§ **Task requirements**:
Output the listing below in full, exactly as written.
[[ Dataset content open ]]
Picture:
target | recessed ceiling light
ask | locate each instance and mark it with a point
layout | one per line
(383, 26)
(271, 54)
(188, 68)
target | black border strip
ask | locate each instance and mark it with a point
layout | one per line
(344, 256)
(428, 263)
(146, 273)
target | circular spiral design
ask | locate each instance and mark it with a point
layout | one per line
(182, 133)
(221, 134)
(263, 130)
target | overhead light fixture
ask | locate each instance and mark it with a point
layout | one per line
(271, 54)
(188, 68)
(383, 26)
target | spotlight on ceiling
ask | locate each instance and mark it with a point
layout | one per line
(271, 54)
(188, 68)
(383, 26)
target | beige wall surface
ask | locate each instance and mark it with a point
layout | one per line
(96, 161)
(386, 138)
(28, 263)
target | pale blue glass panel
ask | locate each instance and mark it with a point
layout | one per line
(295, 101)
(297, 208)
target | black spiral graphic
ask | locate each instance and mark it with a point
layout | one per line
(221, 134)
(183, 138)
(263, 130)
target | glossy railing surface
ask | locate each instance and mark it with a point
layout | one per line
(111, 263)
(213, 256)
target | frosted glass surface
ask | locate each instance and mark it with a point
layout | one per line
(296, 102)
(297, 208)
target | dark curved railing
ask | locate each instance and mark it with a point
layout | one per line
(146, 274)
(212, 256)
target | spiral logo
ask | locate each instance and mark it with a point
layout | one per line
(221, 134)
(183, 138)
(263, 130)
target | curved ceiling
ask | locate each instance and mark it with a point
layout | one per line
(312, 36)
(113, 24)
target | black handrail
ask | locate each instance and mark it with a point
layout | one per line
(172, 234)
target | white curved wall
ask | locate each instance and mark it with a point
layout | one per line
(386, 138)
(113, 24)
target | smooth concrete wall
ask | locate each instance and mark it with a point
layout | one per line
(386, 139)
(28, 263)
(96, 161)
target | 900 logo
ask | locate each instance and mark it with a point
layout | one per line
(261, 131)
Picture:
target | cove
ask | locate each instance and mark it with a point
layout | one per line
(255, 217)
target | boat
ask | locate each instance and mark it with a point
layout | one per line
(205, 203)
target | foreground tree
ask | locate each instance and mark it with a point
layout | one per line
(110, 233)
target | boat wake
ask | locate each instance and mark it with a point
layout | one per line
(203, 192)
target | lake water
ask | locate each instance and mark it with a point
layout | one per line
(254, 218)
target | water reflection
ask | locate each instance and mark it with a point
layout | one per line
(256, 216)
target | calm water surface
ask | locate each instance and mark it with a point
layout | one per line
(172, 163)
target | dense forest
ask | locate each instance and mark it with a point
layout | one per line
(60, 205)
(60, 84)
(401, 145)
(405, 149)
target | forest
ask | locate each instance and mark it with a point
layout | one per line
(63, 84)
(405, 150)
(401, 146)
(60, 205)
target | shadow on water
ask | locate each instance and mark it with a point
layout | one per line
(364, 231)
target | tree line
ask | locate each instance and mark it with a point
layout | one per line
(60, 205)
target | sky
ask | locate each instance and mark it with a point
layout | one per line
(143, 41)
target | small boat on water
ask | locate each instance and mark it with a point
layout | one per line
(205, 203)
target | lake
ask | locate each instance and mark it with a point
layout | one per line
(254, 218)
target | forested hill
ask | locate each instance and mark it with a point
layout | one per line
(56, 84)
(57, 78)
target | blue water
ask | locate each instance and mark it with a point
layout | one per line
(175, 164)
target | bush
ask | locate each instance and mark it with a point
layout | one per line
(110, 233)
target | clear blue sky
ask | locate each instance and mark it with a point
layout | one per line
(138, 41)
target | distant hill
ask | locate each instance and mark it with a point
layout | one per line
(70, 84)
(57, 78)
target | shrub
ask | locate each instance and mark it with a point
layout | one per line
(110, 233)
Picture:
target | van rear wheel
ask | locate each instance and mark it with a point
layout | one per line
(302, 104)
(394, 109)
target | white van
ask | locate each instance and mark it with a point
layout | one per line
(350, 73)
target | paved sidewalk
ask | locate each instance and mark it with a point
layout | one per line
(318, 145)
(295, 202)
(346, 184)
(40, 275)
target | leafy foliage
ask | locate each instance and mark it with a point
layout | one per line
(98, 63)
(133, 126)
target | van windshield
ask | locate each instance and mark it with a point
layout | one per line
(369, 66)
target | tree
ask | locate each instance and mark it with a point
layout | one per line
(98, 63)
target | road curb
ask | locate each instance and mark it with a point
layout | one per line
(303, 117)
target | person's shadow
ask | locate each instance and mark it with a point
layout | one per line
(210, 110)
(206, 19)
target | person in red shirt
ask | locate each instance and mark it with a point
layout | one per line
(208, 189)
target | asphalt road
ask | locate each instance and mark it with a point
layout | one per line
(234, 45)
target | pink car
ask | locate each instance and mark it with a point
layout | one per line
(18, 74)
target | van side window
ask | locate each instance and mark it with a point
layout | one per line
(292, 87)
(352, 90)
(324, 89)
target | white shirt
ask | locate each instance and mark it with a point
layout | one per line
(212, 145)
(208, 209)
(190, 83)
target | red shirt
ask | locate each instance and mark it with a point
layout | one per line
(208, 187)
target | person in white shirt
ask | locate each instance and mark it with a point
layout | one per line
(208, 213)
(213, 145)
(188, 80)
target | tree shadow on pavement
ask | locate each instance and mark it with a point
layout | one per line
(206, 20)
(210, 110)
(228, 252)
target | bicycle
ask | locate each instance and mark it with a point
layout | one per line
[[ Dataset content closed ]]
§ **Response**:
Picture:
target | recessed ceiling light
ask | locate each instance and mark it with a point
layout | one per line
(383, 26)
(271, 54)
(188, 68)
target | black border strip
ask | locate each instance and mark it with a point
layout | one per line
(344, 256)
(428, 263)
(146, 273)
target | circular spiral design
ask | locate each instance and mark it with a point
layout | one per line
(182, 133)
(221, 134)
(263, 130)
target | overhead light fixture
ask | locate each instance and mark it with a point
layout | one per line
(271, 54)
(188, 68)
(383, 26)
target | spotlight on ceiling
ask | locate each instance and mark it with a point
layout | one per line
(271, 54)
(188, 68)
(383, 26)
target | beige wall surface
ask | locate each instance and mark it with a point
layout | one per line
(96, 161)
(386, 138)
(28, 263)
target | pale blue glass panel
ask | locate each instance and mark it with a point
layout | one per line
(295, 101)
(297, 208)
target | black spiral graphic
ask | locate each instance and mark it with a point
layout | one per line
(221, 134)
(183, 138)
(263, 130)
target | glossy railing surface
ask | locate each instance and mark it with a point
layout | one per line
(111, 263)
(213, 256)
target | frosted glass surface
ask | locate each instance and mark it with a point
layout | one per line
(296, 102)
(297, 208)
target | dark curved railing
ask | locate each instance and mark it with a point
layout | one per line
(146, 274)
(212, 256)
target | spiral logo
ask | locate each instance and mark it with a point
layout | one per line
(221, 134)
(183, 138)
(263, 130)
target | curved ceiling
ask | locate each instance and mark it with a point
layout | one per line
(312, 36)
(113, 24)
target | black handrail
ask | locate each instance and mark it with a point
layout | one per line
(172, 234)
target | white curved wall
ask | locate each instance and mark it with a point
layout | one per line
(386, 138)
(113, 24)
target | smooth concrete wall
ask | locate each instance and mark it with a point
layout | one per line
(386, 139)
(28, 263)
(96, 161)
target | 900 logo
ask | locate each instance and mark it with a point
layout | one per line
(261, 131)
Picture:
target | cove
ask | locate each instance and mark it with a point
layout | one per line
(255, 217)
target | boat
ask | locate each instance and mark it with a point
layout | one per line
(205, 203)
target | foreground tree
ask | locate each instance and mark it with a point
layout | one per line
(110, 233)
target | boat wake
ask | locate each instance and mark it with a point
layout | one per line
(203, 192)
target | lake water
ask | locate each instance and mark it with a point
layout | one per line
(254, 218)
target | water reflection
ask | locate each instance and mark it with a point
layout | one per line
(256, 216)
target | calm water surface
ask | locate each instance and mark it with a point
layout | one per line
(172, 163)
target | dense forest
ask | locate each instance and mark it with a point
layout | one per line
(60, 205)
(60, 84)
(401, 145)
(405, 149)
target | forest
ask | locate each instance and mark it with a point
layout | one per line
(63, 84)
(405, 150)
(401, 146)
(60, 205)
target | shadow on water
ask | locate each instance and mark it with a point
layout | one per line
(364, 231)
target | tree line
ask | locate each instance and mark it with a point
layout | one per line
(60, 205)
target | sky
ask | locate each instance and mark it with a point
layout | one per line
(143, 41)
target | small boat on water
ask | locate each instance and mark it with a point
layout | one per line
(205, 203)
target | lake
ask | locate each instance and mark it with a point
layout | one per line
(254, 218)
target | forested hill
ask | locate each instance and mark it with a point
layout | one per line
(56, 84)
(57, 78)
target | blue water
ask | locate each instance and mark it with a point
layout | one per line
(175, 164)
target | bush
ask | locate each instance and mark it with a point
layout | one per line
(110, 233)
target | clear blue sky
ask | locate each instance and mark it with a point
layout | one per line
(138, 41)
target | distant hill
ask | locate each instance and mark it with a point
layout | one per line
(70, 84)
(57, 78)
target | shrub
ask | locate each instance and mark it with a point
layout | one per line
(110, 233)
Picture:
target | van rear wheel
ask | locate each instance and mark it with a point
layout | one per line
(302, 104)
(394, 109)
target | white van
ask | locate each instance and mark it with a point
layout | one per line
(350, 73)
target | paved sidewalk
ask | locate each instance and mark it with a point
layout | one per line
(318, 145)
(295, 202)
(346, 184)
(40, 275)
target | leafy foliage
ask | locate each instance and mark it with a point
layout | one per line
(98, 63)
(133, 126)
target | van windshield
ask | locate each instance and mark it with a point
layout | one per line
(369, 66)
target | tree
ask | locate each instance and mark it with a point
layout | one per line
(98, 63)
target | road curb
ask | locate each instance and mark it with a point
layout | one per line
(303, 117)
target | person's shadow
ask | locate each instance and mark it with a point
layout | one per line
(210, 110)
(206, 19)
target | person in red shirt
ask | locate each instance and mark it with a point
layout | one per line
(208, 189)
target | asphalt road
ask | locate each instance and mark it with a point
layout | one per line
(234, 45)
target | pink car
ask | locate each instance and mark it with a point
layout | one per line
(18, 74)
target | van side window
ask | locate each instance and mark it with a point
layout | one per line
(292, 87)
(352, 90)
(324, 89)
target | white shirt
ask | locate each instance and mark it with a point
layout | one per line
(212, 145)
(208, 209)
(190, 83)
target | red shirt
ask | locate each instance and mark it with a point
layout | one per line
(208, 187)
target | person in white shirt
ask | locate each instance and mark it with a point
layout | one per line
(208, 213)
(213, 145)
(188, 80)
target | tree shadow on pavement
ask | locate each instance and mark it with a point
layout | one per line
(206, 20)
(210, 110)
(228, 252)
target | bicycle
ask | locate each instance and mark it with a point
layout | one per line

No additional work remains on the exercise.